**AIM:**
In the Pandora's Star review below, reproduce word for word the part that begins with the words "In a Peter F." and ends with "off as expected.".

**EXCERPTED PASSAGE:**
----------------------------------------
Peter F. Hamilton – Pandora’s Star

In a Peter F. Hamilton novel of this size, nothing is going to happen for the first two hundred pages, so I was happy enough to write them off as expected.

By page 500 I was thinking that there were way too many characters and parallel stories going on, and that the book could have used some serious editing. The plot lines were interesting, but every time one would threaten to really come alive, Hamilton would switch to someplace dull instead, and spend time warming up another thread.

By page 700, I was having serious doubts about him being able to wrap everything up neatly by the end of the book, and I had a quick glimpse at the last page. To my horror, the last sentences, printed in bold, were “The End of Pandora’s Star. The Commonwealth Saga will be concluded in Judas Unchained“.

Well bugger me sideways with a rusty pitchfork, it’s a two-parter. A quick check on Amazon showed that the second part isn’t due out until October. Does the cover blurb give any indication that this is only the first volume of a set? Does it heck.

I got pissed off by 900-page doorstops in 2003, and I still haven’t recovered. I only started Pandora’s Star because I generally like Hamilton’s stuff, and I was looking forward to immersing myself in this one for a while. Had I known that even after spending three weeks on it, I still wouldn’t know how it ends for another six months, I wouldn’t even have started it.

25 thoughts on “Peter F. Hamilton – Pandora’s Star

  1. Jules

    I tend to agree. I haven’t managed to finish Pandora’s star. Personally I enjoyed Hamilton’s early work and Fallen Dragon but his other stuff has all sufferred from being too long and involved without the story or characters to redeem it.

  2. george bright

    i cant believe you gave this halk marks, especially after foolishly skipping the intro so you didnt know who anyone was or hao they felt about anyone else. i am sure that if you started watching a film halfway through you would give it below half marks every time.

  3. James

    I’ve been reading SF for 40 years, and I haven’t read anything in decades that I thought was as interesting as this one. Yes it was long, but the world he envisions is not only far-fetched but also quite possible. This is a remarkable book, and I can’t wait for the sequel.

  4. Kelvin

    I am about halfway through the book and was ticked off to see that this book is part one…of 10? Who knows?? Peter Hamilton tends to get bogged down into too much of detail and subplots upon subplots. Now I have to wait until October

  5. Sean Girling

    Ah, but I love a long book. I enjoy immersing myself in Hamiltons universes, and damned if I want just a weekend break there, it has to be a nice two week jaunt. Well, actually, it only took a week, but you know what I mean. Long books are like long movies, either badly done in need of trimming, or expertly woven so you don’t notice.
----------------------------------------
**EXTRACTED MATERIAL:**
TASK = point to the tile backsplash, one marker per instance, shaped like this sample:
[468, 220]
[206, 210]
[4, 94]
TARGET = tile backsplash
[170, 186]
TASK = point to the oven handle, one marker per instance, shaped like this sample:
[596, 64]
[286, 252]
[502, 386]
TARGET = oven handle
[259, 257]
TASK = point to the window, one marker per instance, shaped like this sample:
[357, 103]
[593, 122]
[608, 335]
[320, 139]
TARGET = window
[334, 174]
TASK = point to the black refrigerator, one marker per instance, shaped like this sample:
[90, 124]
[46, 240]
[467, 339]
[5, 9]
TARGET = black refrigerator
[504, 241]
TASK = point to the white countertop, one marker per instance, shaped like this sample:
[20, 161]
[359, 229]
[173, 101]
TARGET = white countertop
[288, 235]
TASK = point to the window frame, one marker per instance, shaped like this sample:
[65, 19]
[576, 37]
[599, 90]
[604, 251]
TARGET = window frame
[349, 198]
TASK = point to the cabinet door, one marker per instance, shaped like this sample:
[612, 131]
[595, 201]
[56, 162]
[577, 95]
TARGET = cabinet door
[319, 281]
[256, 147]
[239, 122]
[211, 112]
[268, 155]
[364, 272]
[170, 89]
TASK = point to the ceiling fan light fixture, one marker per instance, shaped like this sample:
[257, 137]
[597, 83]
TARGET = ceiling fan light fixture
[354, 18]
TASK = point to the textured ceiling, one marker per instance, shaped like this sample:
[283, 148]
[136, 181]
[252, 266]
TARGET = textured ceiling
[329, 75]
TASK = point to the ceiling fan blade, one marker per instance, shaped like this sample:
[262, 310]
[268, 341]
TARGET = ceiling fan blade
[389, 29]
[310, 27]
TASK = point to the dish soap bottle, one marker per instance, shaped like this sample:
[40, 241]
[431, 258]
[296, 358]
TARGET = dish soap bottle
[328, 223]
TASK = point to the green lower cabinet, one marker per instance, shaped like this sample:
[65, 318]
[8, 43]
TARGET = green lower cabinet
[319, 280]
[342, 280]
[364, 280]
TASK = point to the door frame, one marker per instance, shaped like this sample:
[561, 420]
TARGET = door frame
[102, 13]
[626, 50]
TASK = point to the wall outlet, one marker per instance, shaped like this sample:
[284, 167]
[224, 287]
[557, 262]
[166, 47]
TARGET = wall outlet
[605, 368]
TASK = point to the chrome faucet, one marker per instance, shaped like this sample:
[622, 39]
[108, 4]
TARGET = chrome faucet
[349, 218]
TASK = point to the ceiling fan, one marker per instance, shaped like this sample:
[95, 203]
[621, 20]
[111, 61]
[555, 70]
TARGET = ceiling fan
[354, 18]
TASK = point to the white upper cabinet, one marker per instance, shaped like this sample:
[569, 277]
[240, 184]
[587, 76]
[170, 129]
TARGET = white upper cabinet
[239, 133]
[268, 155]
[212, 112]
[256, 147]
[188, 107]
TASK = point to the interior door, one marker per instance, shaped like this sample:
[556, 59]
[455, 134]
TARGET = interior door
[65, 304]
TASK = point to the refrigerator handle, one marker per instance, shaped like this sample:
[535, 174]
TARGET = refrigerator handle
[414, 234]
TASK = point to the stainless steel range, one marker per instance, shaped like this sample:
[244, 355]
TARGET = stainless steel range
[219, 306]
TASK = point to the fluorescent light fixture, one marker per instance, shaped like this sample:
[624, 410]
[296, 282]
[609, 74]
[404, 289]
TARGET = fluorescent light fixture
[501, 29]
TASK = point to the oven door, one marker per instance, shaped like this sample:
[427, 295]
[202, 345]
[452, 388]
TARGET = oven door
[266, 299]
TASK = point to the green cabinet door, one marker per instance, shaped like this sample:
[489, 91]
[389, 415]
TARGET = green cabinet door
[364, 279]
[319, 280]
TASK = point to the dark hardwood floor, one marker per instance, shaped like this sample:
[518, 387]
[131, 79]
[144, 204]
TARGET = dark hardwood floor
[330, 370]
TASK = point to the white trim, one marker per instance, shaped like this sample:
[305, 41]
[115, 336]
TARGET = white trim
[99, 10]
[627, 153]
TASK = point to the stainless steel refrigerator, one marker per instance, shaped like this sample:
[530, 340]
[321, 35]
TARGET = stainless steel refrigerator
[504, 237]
----------------------------------------
**FULL ANSWER:**
In a Peter F. Hamilton novel of this size, nothing is going to happen for the first two hundred pages, so I was happy enough to write them off as expected.